Constructed in 1927, for French businessman Bainier, during France's colonial rule of Vietnam, the building started out as a two-story auto dealership and garage complex, called Bainier Auto Hall. The building showcased Citroën and other European cars.

From 1959 to 1975, Mr. and Mrs. Ưng Thi renovated the building into the 100-room Rex Complex hotel, which featured three cinemas, a cafeteria, a dance hall and a library. The cinema was adorned with the most developed technology at the time, such as high-speed air conditioning, a 150-square-meter Todd-AO screen, and a stereo sound system to indulge up to 1,200 customers.

===Vietnam War===
In 1960, the building was leased by the American Culture Centre and at that time the Abraham Lincoln Library was established on the building’s ground floor.

The first guests in the Rex came in 1961, while it was still in its final construction phase. They were 400 U.S. Army soldiers.

The hotel was the site of the United States military command's daily press conference, derisively named Five O'Clock Follies by cynical journalists who found the optimism of the American officers misguided. The daily event was hosted by Barry Zorthian, chief spokesperson for the U. S. government in Saigon from 1964-68. In these briefings, United States, South Vietnamese military and civilian press officers would give a breakdown of the day’s hostilities, casualties and alleged successes.

## EXERCISE 1
Reproduce word for word the stretch of the passage on the Rex building from "From 1959 to" through "to 1,200 customers.".
## EXERCISE 2
Answer these questions from the passage on the Rex building:
(a) In what year was the building constructed?
(b) How many rooms did the Rex Complex hotel have?
(c) Who hosted the daily press conference held at the hotel?
The items after this passage are separate material, unrelated to it.

## LISTED ENTRIES

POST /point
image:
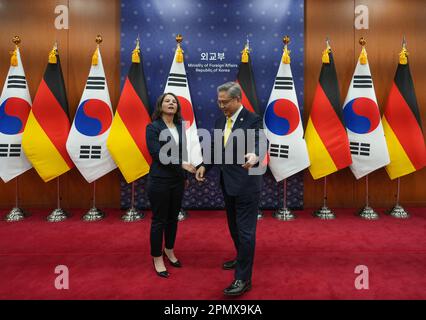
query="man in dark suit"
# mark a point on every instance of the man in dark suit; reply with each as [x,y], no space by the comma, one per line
[241,183]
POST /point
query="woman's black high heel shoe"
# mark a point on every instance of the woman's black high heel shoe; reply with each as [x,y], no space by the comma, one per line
[163,274]
[175,264]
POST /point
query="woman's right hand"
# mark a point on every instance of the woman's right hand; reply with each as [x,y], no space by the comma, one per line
[189,167]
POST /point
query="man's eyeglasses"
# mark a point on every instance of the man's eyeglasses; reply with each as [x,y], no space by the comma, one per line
[224,102]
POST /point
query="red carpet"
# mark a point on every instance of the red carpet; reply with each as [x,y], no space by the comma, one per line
[302,259]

## WORKED SOLUTION 1
From 1959 to 1975, Mr. and Mrs. Ưng Thi renovated the building into the 100-room Rex Complex hotel, which featured three cinemas, a cafeteria, a dance hall and a library. The cinema was adorned with the most developed technology at the time, such as high-speed air conditioning, a 150-square-meter Todd-AO screen, and a stereo sound system to indulge up to 1,200 customers.

## WORKED SOLUTION 2
(a) 1927
(b) 100
(c) Barry Zorthian